▶ Requirement
Give the listing below again in full, exactly as written.

▶ Listed records
------------------------------------------------------------
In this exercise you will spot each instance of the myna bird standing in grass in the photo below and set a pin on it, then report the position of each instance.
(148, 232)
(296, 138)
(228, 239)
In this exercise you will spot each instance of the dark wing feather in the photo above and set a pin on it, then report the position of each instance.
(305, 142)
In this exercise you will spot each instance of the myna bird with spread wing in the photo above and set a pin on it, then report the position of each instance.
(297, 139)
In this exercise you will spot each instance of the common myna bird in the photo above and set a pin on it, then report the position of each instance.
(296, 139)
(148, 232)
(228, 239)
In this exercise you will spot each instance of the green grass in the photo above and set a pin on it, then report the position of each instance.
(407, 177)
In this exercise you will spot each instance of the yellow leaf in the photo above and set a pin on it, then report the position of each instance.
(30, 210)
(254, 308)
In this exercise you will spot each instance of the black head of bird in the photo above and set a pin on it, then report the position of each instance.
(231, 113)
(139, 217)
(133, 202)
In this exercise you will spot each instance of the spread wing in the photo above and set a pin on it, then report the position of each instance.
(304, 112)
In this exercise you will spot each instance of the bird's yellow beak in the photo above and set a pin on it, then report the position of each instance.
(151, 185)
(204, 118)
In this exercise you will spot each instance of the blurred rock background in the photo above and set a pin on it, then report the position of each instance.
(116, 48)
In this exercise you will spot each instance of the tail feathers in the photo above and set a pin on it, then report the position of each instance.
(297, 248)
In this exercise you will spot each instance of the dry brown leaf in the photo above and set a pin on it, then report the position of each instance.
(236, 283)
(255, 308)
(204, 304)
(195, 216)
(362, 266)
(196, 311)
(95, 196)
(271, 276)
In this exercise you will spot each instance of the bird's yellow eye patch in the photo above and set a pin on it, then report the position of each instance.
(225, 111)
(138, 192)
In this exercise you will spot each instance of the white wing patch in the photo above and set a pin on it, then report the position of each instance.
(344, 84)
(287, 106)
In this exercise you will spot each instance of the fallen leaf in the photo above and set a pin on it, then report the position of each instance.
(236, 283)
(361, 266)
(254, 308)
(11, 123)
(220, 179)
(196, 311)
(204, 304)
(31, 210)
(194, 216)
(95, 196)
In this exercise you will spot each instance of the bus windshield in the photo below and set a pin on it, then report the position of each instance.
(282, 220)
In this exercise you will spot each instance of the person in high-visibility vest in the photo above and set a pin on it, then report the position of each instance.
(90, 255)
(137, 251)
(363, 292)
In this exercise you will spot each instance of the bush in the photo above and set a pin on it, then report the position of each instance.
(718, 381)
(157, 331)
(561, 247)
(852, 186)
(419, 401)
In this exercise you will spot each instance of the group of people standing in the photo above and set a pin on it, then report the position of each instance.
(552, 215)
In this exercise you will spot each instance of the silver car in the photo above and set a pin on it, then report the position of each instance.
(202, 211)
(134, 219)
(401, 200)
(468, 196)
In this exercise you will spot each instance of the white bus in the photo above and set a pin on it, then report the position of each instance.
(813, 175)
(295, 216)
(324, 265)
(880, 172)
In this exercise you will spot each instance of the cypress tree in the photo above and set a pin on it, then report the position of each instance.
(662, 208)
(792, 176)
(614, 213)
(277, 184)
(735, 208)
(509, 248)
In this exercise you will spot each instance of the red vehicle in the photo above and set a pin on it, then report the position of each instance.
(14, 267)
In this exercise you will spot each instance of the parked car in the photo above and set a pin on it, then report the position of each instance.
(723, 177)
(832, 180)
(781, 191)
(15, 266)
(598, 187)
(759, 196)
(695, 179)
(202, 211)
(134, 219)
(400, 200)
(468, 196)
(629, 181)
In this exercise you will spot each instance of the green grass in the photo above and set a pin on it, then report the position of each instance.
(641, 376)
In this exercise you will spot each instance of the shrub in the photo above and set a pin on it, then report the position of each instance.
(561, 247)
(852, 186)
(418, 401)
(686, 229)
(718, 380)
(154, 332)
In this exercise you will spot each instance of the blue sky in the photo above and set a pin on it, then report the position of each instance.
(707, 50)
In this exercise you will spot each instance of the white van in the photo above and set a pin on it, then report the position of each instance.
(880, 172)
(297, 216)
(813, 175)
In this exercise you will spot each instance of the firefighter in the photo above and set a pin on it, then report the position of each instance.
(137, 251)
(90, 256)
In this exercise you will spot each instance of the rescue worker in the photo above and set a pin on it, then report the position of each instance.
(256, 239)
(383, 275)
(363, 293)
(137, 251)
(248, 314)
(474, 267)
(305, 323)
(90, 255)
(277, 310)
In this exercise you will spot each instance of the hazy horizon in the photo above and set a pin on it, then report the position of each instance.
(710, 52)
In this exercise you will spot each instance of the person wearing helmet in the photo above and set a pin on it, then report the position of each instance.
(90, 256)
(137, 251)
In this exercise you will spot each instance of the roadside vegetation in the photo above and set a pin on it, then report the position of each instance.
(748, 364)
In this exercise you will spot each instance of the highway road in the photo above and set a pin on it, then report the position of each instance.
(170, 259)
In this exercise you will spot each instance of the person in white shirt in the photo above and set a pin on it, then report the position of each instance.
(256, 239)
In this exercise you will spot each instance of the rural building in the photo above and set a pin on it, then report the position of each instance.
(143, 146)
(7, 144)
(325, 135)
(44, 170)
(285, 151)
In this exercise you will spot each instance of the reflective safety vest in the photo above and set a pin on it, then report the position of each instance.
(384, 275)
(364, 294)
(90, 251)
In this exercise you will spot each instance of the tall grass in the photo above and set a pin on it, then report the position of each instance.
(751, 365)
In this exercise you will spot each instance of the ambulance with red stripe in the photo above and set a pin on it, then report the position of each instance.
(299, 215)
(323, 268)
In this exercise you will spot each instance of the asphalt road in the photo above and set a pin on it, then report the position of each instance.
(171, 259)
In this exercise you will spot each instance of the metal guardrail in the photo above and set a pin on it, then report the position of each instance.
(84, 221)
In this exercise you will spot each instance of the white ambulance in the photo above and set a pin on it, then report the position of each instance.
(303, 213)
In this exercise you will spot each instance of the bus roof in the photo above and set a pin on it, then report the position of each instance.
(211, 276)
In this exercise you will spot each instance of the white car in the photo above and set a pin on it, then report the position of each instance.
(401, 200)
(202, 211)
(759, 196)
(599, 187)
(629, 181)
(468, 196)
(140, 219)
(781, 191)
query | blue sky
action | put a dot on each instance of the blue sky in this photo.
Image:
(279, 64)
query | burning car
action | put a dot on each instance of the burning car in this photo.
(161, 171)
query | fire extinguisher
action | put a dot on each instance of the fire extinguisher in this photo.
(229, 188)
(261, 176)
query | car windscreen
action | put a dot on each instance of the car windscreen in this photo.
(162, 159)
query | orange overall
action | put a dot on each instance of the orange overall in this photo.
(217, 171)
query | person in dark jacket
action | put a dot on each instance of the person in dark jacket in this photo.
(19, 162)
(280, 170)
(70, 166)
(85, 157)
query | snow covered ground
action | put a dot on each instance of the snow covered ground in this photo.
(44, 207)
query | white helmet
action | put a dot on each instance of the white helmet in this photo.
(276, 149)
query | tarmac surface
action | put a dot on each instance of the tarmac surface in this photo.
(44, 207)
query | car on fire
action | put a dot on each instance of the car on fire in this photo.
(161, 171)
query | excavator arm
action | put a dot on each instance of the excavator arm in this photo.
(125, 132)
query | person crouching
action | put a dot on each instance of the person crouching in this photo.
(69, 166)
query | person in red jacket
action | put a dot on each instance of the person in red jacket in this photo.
------------------------------------------------------------
▶ The completed task
In this exercise you will spot each instance of the myna bird standing in grass in the photo below and set a pin on it, then report the position of each instance.
(148, 232)
(296, 138)
(228, 239)
In this exercise you will spot each instance of the dark wing feather in the photo above and set a pin on it, then report the position of each instance.
(305, 142)
In this exercise you will spot each instance of the myna bird with spread wing in the photo above and set a pin on it, then report the position of each instance.
(297, 139)
In this exercise you will spot each instance of the common myna bird in the photo above and set a pin on it, then report the position of each instance.
(296, 139)
(148, 232)
(228, 239)
In this exercise you will spot each instance of the green grass in the photo above and set a pin on it, then report the position of each instance.
(407, 177)
In this exercise you will spot each instance of the yellow leaf in the photo above and set a pin on it, then report the position of each instance.
(30, 210)
(254, 308)
In this exercise you will spot each instance of the black head of bird in the photo above and set a pin on it, then report the position of each instance.
(231, 113)
(139, 217)
(133, 202)
In this exercise you will spot each instance of the spread wing in the photo above and set a pin on it, then report the position of each instance.
(304, 112)
In this exercise you will spot each instance of the bird's yellow beak in the photo above and set a pin on it, then report the position of each instance.
(151, 185)
(204, 118)
In this exercise you will spot each instance of the blurred rock background in the photo above and set a pin on it, then report the position of each instance.
(116, 48)
In this exercise you will spot each instance of the tail feathers in the photo above and set a pin on it, then report the position of each instance.
(297, 248)
In this exercise you will spot each instance of the dry brown leaf in the photo above and set a pin on it, then report the position of each instance.
(236, 283)
(255, 308)
(204, 304)
(195, 216)
(362, 266)
(196, 311)
(95, 196)
(271, 276)
In this exercise you will spot each instance of the bird's yellow eye patch in the photo above and set a pin on it, then report the position of each instance.
(225, 111)
(138, 192)
In this exercise you will spot each instance of the white wing patch in the photo above and set a pin on it, then report the position of each instance.
(344, 84)
(287, 106)
In this exercise you will spot each instance of the fallen leaf in the photo above and set a pin on it, then report the position of each instance.
(236, 283)
(361, 266)
(254, 308)
(11, 123)
(220, 179)
(196, 311)
(204, 304)
(31, 210)
(194, 216)
(95, 196)
In this exercise you will spot each instance of the bus windshield in the photo below and set a pin on it, then report the position of each instance.
(282, 220)
In this exercise you will spot each instance of the person in high-visibility vest in the photo above and set a pin on it, then report the position of each instance.
(90, 255)
(137, 251)
(363, 292)
In this exercise you will spot each instance of the bush in the photo above and set a pin on it, then report the position of each instance.
(718, 381)
(157, 331)
(561, 247)
(852, 186)
(419, 401)
In this exercise you will spot each instance of the group of people standing in the photo above and set a pin on it, then report the position of each instance.
(552, 215)
In this exercise you will spot each instance of the silver car in the photo above and set a pin on it, then report the position of each instance.
(202, 211)
(134, 219)
(401, 200)
(468, 196)
In this exercise you will spot each instance of the white bus in the photo above and set a pin on it, then report the position of each instance.
(813, 175)
(295, 216)
(324, 265)
(880, 172)
In this exercise you will spot each instance of the cypress tree in the photo above and set a pin on it, then report the position of each instance.
(662, 208)
(792, 176)
(614, 213)
(277, 184)
(735, 208)
(509, 248)
In this exercise you will spot each instance of the red vehicle in the photo above and set a pin on it, then report the position of each instance.
(14, 267)
In this exercise you will spot each instance of the parked car in the photo above and set a pin on it, then report the position of each instance.
(723, 177)
(832, 180)
(781, 191)
(15, 266)
(598, 187)
(759, 196)
(695, 179)
(202, 211)
(134, 219)
(400, 200)
(468, 196)
(629, 181)
In this exercise you will spot each instance of the green grass in the photo above and set a pin on it, then report the position of each instance.
(641, 376)
In this exercise you will spot each instance of the shrub in the photo above and set a pin on it, then report the position of each instance.
(561, 247)
(852, 186)
(418, 401)
(686, 229)
(718, 380)
(154, 332)
In this exercise you will spot each instance of the blue sky in the photo above and set a pin on it, then report the position of each instance.
(707, 50)
In this exercise you will spot each instance of the white van in the photo above and set a pin on it, then report the position of each instance.
(880, 172)
(297, 216)
(813, 175)
In this exercise you will spot each instance of the firefighter in the photo above and set a pin on it, then report the position of each instance.
(137, 251)
(90, 256)
In this exercise you will spot each instance of the rescue worker in the photo above and set a pin on it, then report the position of each instance.
(256, 239)
(383, 275)
(363, 293)
(137, 251)
(248, 314)
(474, 267)
(305, 323)
(90, 255)
(277, 310)
In this exercise you will spot each instance of the hazy horizon in the photo above and set a pin on it, then report the position of each instance.
(710, 52)
In this exercise you will spot each instance of the person wearing helmet in the photo above and set a pin on it, then report the position of each instance.
(90, 256)
(137, 251)
In this exercise you will spot each instance of the roadside vegetation in the photo above and set a pin on it, then report the position of each instance.
(748, 364)
In this exercise you will spot each instance of the highway road in the photo above and set a pin on it, then report the position of each instance.
(170, 259)
In this exercise you will spot each instance of the person in white shirt in the photo above and set a pin on it, then report the position of each instance.
(256, 239)
In this exercise you will spot each instance of the rural building in the photo above and set a pin on it, then report the position of each instance.
(143, 146)
(7, 144)
(325, 135)
(44, 170)
(285, 151)
In this exercise you will spot each instance of the reflective safety vest in the photo above and set a pin on it, then report the position of each instance.
(384, 275)
(364, 294)
(90, 251)
In this exercise you will spot each instance of the tall grass in the photo above and set a pin on it, then report the position of each instance.
(751, 365)
In this exercise you will spot each instance of the ambulance with red stripe in the photo above and set a pin on it, then report the position of each instance.
(299, 215)
(323, 268)
In this exercise you will spot each instance of the asphalt road in the photo above and set a pin on it, then report the position of each instance.
(171, 259)
In this exercise you will spot each instance of the metal guardrail in the photo above and set a pin on it, then report the position of each instance.
(84, 221)
In this exercise you will spot each instance of the white ambulance in the photo above and set a pin on it, then report the position of each instance.
(303, 213)
In this exercise you will spot each instance of the bus roof in the photo above and set a pin on it, then report the position of each instance.
(211, 276)
In this exercise you will spot each instance of the white car in the photo above and set a pin on it, then report the position of each instance.
(401, 200)
(202, 211)
(759, 196)
(599, 187)
(629, 181)
(468, 196)
(140, 219)
(781, 191)
query | blue sky
action | put a dot on each instance of the blue sky in this photo.
Image:
(279, 64)
query | burning car
action | put a dot on each instance of the burning car in this photo.
(161, 171)
query | fire extinguisher
action | put a dot on each instance of the fire extinguisher in this photo.
(229, 188)
(261, 176)
query | car windscreen
action | put a dot on each instance of the car windscreen in this photo.
(162, 159)
query | orange overall
action | put a dot on each instance of the orange overall in this photo.
(217, 171)
query | person in dark jacket
action | put a dot on each instance of the person in dark jacket in this photo.
(19, 162)
(280, 170)
(70, 166)
(85, 157)
query | snow covered ground
action | put a dot on each instance of the snow covered ground in this photo.
(44, 207)
query | white helmet
action | put a dot on each instance of the white helmet in this photo.
(276, 149)
query | tarmac surface
action | put a dot on each instance of the tarmac surface in this photo.
(44, 207)
query | car on fire
action | put a dot on each instance of the car on fire in this photo.
(161, 171)
query | excavator arm
action | put a dot on each instance of the excavator arm in this photo.
(125, 132)
query | person crouching
action | put a dot on each instance of the person crouching in this photo.
(69, 166)
query | person in red jacket
action | put a dot on each instance of the person in red jacket in this photo.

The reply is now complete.